Data for the task ->

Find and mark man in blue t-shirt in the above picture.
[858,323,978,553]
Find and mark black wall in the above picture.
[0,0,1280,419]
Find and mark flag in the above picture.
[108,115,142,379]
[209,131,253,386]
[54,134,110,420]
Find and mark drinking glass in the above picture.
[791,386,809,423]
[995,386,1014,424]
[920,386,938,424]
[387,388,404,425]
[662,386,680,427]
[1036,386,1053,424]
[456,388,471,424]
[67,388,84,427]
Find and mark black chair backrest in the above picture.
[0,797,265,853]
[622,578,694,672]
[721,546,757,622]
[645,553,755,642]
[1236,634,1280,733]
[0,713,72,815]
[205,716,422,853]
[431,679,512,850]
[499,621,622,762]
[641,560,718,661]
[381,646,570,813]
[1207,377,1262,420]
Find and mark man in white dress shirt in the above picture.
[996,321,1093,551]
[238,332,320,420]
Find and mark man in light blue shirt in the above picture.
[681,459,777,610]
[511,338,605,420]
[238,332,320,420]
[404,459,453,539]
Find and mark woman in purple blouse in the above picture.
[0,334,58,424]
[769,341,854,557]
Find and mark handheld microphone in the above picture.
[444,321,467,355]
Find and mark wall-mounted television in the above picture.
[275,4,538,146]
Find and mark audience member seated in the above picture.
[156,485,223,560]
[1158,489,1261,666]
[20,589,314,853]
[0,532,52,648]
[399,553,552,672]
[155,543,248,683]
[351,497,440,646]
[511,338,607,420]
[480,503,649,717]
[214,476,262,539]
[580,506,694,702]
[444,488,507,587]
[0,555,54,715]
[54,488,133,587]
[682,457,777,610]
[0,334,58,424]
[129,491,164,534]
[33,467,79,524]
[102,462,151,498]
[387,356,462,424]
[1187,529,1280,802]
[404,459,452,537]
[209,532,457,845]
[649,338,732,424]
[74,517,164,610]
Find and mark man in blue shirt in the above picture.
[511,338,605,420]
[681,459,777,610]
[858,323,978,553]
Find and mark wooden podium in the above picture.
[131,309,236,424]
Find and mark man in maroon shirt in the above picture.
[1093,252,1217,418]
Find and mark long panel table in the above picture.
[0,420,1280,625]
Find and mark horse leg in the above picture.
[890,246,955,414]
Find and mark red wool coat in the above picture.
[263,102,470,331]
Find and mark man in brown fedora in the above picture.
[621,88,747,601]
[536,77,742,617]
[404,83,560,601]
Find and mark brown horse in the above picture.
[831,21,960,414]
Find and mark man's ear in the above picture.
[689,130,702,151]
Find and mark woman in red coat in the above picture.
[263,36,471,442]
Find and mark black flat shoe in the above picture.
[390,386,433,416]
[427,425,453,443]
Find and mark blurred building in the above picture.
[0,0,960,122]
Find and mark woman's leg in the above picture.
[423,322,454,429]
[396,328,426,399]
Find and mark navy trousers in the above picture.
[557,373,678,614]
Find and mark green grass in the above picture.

What is needed -> Rewrite the stretch from the line containing "Find and mark long" through the end of the items, substituting "pony" for "horse" and leaving everything else unchanged.

Answer to this task ->
Find and mark long panel table in the above picture.
[0,420,1280,625]
Find and mark pony leg in the above picture.
[890,246,955,414]
Find and mark red wool coat in the above picture.
[263,102,470,331]
Find and mark man in brown fedora in the above picture.
[621,88,747,601]
[536,77,742,617]
[404,83,560,601]
Find and mark brown pony in the above picture.
[831,21,960,414]
Find and mark man's ear in the above picture.
[689,130,702,151]
Find and mark woman in red coat in the above picture.
[263,36,471,442]
Find and mark black flat shoe in the above picture.
[390,386,433,416]
[427,425,453,443]
Find and mark blurred building in the above picture.
[0,0,960,122]
Find and mark woman's leg in the above picture.
[423,322,454,429]
[396,328,426,399]
Find and mark navy trousers in the above picture.
[557,373,678,614]
Find and mark green grass in the above picture.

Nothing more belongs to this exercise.